§ Selected text:
And I started on haemodialysis, which I did for almost three years. Which in those days,
in the 70s, it was early 80s, it was a terrible thing, but I survived. I ended up making a transplant, in 1986. Because one of my brothers,
he wanted to give me a kidney. Which, again,
was not normal in those days. I did it in London.
And, after that, I had no more health problems.
Everything went fine. So, it’s sort of second life,
you know, the sort of circle. Suddenly,
things go back to normal. First of all, I was traveling too much. I was…
The last year before I sold my business, I spent 200 days outside of my home. This, together with my illness,
led to a divorce. I wanted to look after my son. And also, shipping was changing. It was a little bit the old times. You know, we were very proud
to fly the portuguese flag wherever we went. And, suddenly,
everything changed in Europe. European ships started
having filipino crews, they started using Panama flags, they started using almost slave labour. And I did not want that.
And, eventually, I found that
the best option was to step out. And, one day, I was invited by one of
my competitors, he invited me for lunch. We were eating shrimp,
not far from here, and he said: “Rui, you know,
why don’t you sell me your business? “Why are we competing?” So, I called my father,
who was also my partner still, and I said:
“Why don’t we sell?” And he said immediately: “If that’s the
best choice for you, I think we should.” So, we decided in one week,
to sell a business which had been with us for 100 years,
or something like that. After all these things, having started working very early, having difficulties during my studies because my father had been in jail, after all these successive events, I just wanted to enjoy life. I spent a few years travelling around,
enjoying things. Going to museums I always
had wanted to visit. Reading. So, it was a sort of break in my life. I was appointed chairman of the Associação
Comercial do Porto, the Chamber of Commerce.

§ Record extracts:

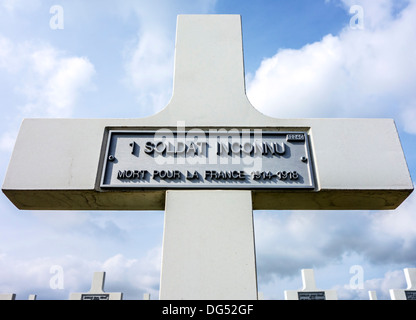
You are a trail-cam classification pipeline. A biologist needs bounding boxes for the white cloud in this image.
[0,35,95,151]
[248,0,416,133]
[120,0,216,115]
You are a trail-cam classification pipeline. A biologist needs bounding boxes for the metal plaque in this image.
[298,291,326,300]
[404,290,416,300]
[81,293,110,300]
[100,129,314,189]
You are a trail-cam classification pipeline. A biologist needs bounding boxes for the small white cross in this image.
[69,272,123,300]
[390,268,416,300]
[285,269,338,300]
[0,293,16,300]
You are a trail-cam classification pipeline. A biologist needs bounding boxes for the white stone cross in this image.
[285,269,338,300]
[2,15,413,299]
[390,268,416,300]
[0,293,16,301]
[69,272,123,300]
[368,291,378,300]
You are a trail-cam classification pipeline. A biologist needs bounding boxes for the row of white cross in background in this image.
[0,268,416,300]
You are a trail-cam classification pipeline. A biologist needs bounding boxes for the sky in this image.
[0,0,416,300]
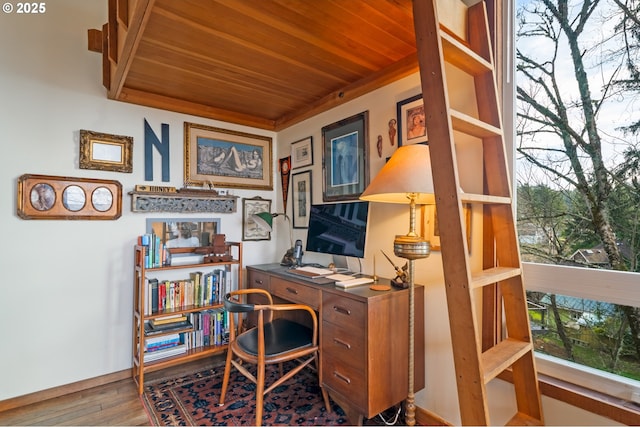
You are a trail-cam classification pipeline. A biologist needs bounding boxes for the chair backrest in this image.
[223,293,255,313]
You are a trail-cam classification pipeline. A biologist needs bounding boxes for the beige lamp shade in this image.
[360,144,435,205]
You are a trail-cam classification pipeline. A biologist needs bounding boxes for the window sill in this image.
[498,371,640,425]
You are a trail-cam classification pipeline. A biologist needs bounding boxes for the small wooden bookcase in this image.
[132,242,243,394]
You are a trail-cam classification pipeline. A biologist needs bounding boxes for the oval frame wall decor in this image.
[17,174,122,220]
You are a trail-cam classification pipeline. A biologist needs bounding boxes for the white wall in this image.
[0,0,276,400]
[0,0,620,425]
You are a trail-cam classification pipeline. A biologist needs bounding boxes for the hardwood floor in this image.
[0,359,219,426]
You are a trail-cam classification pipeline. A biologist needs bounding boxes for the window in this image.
[503,0,640,403]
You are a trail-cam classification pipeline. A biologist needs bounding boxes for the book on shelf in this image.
[142,344,187,363]
[168,253,204,266]
[150,314,187,326]
[138,233,167,268]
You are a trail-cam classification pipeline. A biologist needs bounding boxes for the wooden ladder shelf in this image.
[413,0,543,425]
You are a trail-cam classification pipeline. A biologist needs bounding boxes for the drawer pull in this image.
[333,371,351,384]
[333,338,351,350]
[333,305,351,316]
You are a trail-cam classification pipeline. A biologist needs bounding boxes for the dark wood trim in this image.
[0,369,131,412]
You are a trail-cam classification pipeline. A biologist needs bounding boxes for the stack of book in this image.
[144,314,192,335]
[145,269,231,315]
[138,233,168,268]
[144,334,187,362]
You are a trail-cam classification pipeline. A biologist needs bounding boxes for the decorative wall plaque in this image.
[129,191,238,213]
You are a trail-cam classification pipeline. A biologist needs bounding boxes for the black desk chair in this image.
[219,289,331,426]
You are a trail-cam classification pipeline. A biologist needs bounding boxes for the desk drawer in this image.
[320,321,367,375]
[271,277,320,311]
[322,292,367,336]
[322,353,368,412]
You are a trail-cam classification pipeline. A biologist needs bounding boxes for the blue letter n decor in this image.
[144,119,169,182]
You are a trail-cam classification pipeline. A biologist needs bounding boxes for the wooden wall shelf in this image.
[129,191,238,213]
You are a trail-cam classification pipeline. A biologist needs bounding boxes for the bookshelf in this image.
[132,242,243,394]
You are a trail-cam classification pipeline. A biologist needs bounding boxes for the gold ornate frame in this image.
[17,174,122,220]
[184,122,273,190]
[80,129,133,173]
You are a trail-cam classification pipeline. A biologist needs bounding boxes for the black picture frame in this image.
[322,111,369,202]
[242,196,271,241]
[396,94,429,147]
[291,170,313,228]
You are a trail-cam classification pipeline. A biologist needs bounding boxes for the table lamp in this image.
[360,144,435,426]
[251,212,297,266]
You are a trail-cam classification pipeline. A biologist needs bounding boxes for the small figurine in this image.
[380,249,409,289]
[389,119,398,146]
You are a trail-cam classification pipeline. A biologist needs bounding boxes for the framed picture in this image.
[184,122,273,190]
[147,218,221,248]
[421,203,471,253]
[397,94,429,147]
[322,111,369,202]
[292,170,313,228]
[242,197,271,240]
[17,174,122,219]
[80,129,133,173]
[291,136,313,169]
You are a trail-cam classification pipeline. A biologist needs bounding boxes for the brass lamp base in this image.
[393,234,431,259]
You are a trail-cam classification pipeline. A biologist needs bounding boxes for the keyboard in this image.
[336,277,373,289]
[289,265,333,277]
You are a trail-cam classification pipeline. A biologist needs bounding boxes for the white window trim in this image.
[522,262,640,403]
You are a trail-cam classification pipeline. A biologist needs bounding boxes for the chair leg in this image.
[218,349,233,406]
[320,384,331,414]
[255,363,265,426]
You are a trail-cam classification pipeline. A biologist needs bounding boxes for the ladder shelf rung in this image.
[505,412,544,426]
[440,26,493,76]
[471,267,522,289]
[450,109,502,138]
[482,338,533,384]
[460,192,511,205]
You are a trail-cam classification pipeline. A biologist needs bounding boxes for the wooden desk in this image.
[247,264,425,425]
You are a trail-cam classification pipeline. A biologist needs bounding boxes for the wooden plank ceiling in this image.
[103,0,418,130]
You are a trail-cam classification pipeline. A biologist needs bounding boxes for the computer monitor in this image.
[306,201,369,258]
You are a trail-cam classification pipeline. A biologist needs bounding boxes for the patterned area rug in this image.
[142,365,396,426]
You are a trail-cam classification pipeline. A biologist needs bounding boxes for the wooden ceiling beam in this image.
[117,87,275,130]
[107,0,155,99]
[275,54,418,131]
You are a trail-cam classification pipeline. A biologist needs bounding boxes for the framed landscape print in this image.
[242,197,271,240]
[322,111,369,202]
[184,122,273,190]
[397,94,428,147]
[292,171,312,228]
[291,136,313,169]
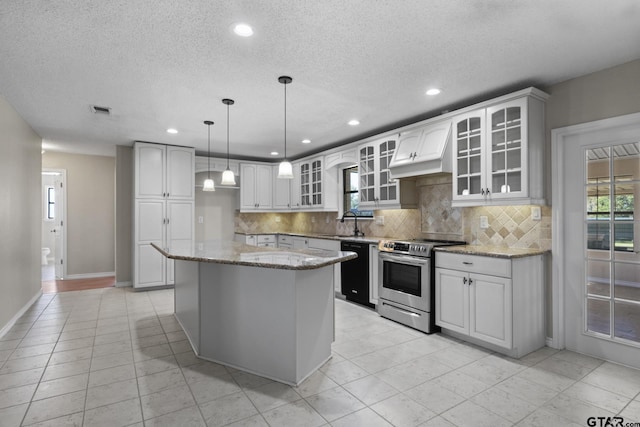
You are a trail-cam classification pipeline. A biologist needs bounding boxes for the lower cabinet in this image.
[133,199,194,289]
[435,252,546,357]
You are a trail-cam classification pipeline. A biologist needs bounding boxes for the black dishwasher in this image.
[340,240,374,307]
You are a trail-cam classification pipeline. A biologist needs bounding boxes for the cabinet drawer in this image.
[436,252,511,278]
[258,235,276,245]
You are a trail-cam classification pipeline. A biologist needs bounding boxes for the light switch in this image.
[531,206,542,221]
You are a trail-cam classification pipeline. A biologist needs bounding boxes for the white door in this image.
[469,274,513,348]
[436,268,469,335]
[52,173,66,280]
[553,114,640,368]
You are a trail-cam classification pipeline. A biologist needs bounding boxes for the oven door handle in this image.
[379,254,429,267]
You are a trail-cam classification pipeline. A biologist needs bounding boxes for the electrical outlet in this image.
[531,206,542,221]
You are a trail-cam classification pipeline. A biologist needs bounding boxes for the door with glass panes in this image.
[358,137,399,209]
[554,125,640,367]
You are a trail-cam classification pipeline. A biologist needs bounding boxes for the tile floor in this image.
[0,288,640,427]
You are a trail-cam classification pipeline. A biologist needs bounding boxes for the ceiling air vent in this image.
[91,105,111,116]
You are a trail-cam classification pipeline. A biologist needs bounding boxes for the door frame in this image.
[550,113,640,349]
[41,168,68,280]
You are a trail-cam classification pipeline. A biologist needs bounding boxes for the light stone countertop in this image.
[151,240,358,270]
[434,245,549,258]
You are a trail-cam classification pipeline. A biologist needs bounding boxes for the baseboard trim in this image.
[0,289,42,338]
[64,271,116,280]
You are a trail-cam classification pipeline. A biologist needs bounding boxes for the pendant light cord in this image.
[284,82,287,160]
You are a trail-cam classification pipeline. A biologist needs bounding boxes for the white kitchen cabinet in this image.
[134,199,194,288]
[272,165,295,210]
[435,252,545,357]
[240,163,273,212]
[452,89,546,206]
[369,244,379,305]
[134,142,195,200]
[358,136,417,209]
[132,142,195,289]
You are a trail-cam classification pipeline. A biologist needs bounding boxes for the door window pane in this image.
[587,298,611,335]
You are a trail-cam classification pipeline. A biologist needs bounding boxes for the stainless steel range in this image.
[377,240,465,334]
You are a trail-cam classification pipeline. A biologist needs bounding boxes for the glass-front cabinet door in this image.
[486,99,528,199]
[358,137,399,209]
[453,109,487,200]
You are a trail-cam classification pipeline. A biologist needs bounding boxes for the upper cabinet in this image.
[134,142,195,200]
[389,120,451,178]
[452,89,545,206]
[291,156,338,211]
[358,136,416,209]
[240,163,273,212]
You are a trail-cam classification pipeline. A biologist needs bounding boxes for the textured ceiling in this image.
[0,0,640,159]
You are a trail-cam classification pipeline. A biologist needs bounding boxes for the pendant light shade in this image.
[220,98,236,185]
[202,120,216,191]
[278,76,293,179]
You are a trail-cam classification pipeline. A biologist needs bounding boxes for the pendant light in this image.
[202,120,216,191]
[278,76,293,179]
[220,98,236,185]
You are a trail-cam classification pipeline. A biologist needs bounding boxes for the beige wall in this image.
[42,152,115,276]
[0,96,42,330]
[116,145,133,286]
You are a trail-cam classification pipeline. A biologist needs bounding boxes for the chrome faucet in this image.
[340,211,364,237]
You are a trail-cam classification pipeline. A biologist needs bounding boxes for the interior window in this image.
[342,166,373,218]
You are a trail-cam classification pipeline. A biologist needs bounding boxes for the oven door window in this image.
[382,261,422,297]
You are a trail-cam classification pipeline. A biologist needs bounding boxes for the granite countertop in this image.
[151,240,358,270]
[434,245,549,258]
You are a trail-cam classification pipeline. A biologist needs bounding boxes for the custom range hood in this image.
[389,120,452,178]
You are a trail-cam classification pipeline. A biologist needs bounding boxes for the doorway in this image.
[552,114,640,368]
[42,169,67,281]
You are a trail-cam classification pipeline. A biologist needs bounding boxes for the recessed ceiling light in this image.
[233,23,253,37]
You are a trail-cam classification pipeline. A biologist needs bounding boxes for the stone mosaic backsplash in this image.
[235,175,551,250]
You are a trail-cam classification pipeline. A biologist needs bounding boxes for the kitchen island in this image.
[152,241,356,385]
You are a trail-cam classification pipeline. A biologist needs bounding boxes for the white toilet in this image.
[42,248,51,265]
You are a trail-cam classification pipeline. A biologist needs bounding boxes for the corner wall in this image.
[0,96,42,330]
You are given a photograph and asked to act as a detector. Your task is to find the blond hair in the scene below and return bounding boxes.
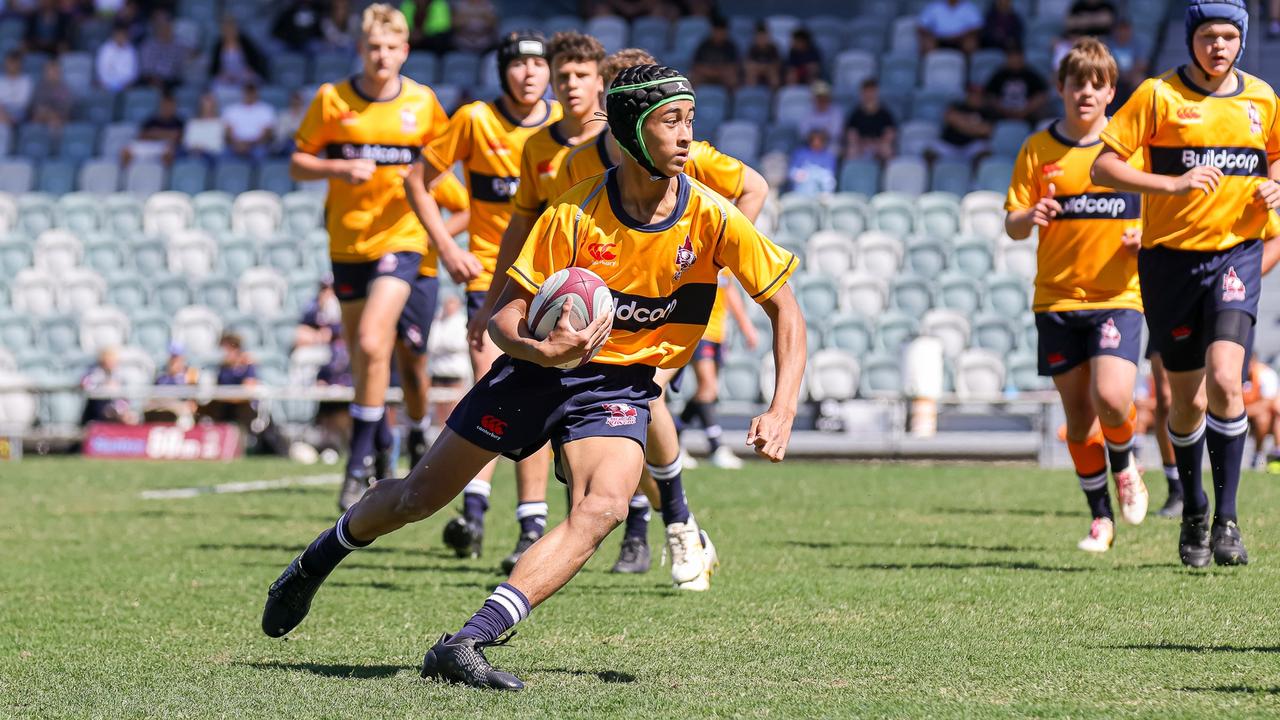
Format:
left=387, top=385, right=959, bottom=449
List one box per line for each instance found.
left=360, top=3, right=408, bottom=37
left=1057, top=37, right=1120, bottom=87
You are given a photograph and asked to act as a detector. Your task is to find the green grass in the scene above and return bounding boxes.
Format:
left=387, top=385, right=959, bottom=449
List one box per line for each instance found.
left=0, top=459, right=1280, bottom=719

§ Parts of the exercise:
- 1) Print the interview excerpt in full, word for word.
- 2) Update the listing from its first line through the line with "[100,129,314,189]" by replacing "biologist" with "field researcher" and leaving everything else unchanged. Give only those lines, with the pictures left out.
The interview excerpt has no connection to the listing.

§ Response list:
- 1)
And I started on haemodialysis, which I did for almost three years. Which in those days,
in the 70s, it was early 80s, it was a terrible thing, but I survived. I ended up making a transplant, in 1986. Because one of my brothers,
he wanted to give me a kidney. Which, again,
was not normal in those days. I did it in London.
And, after that, I had no more health problems.
Everything went fine. So, it’s sort of second life,
you know, the sort of circle. Suddenly,
things go back to normal. First of all, I was traveling too much. I was…
The last year before I sold my business, I spent 200 days outside of my home. This, together with my illness,
led to a divorce. I wanted to look after my son. And also, shipping was changing. It was a little bit the old times. You know, we were very proud
to fly the portuguese flag wherever we went. And, suddenly,
everything changed in Europe. European ships started
having filipino crews, they started using Panama flags, they started using almost slave labour. And I did not want that.
And, eventually, I found that
the best option was to step out. And, one day, I was invited by one of
my competitors, he invited me for lunch. We were eating shrimp,
not far from here, and he said: “Rui, you know,
why don’t you sell me your business? “Why are we competing?” So, I called my father,
who was also my partner still, and I said:
“Why don’t we sell?” And he said immediately: “If that’s the
best choice for you, I think we should.” So, we decided in one week,
to sell a business which had been with us for 100 years,
or something like that. After all these things, having started working very early, having difficulties during my studies because my father had been in jail, after all these successive events, I just wanted to enjoy life. I spent a few years travelling around,
enjoying things. Going to museums I always
had wanted to visit. Reading. So, it was a sort of break in my life. I was appointed chairman of the Associação
Comercial do Porto, the Chamber of Commerce.

- 2)
You are a trail-cam classification pipeline. A field researcher needs bounding boxes for the white cloud in this image.
[0,35,95,151]
[248,0,416,133]
[120,0,216,115]
You are a trail-cam classification pipeline. A field researcher needs bounding boxes for the metal plaque in this image.
[298,291,326,300]
[404,290,416,300]
[81,293,110,300]
[100,129,314,189]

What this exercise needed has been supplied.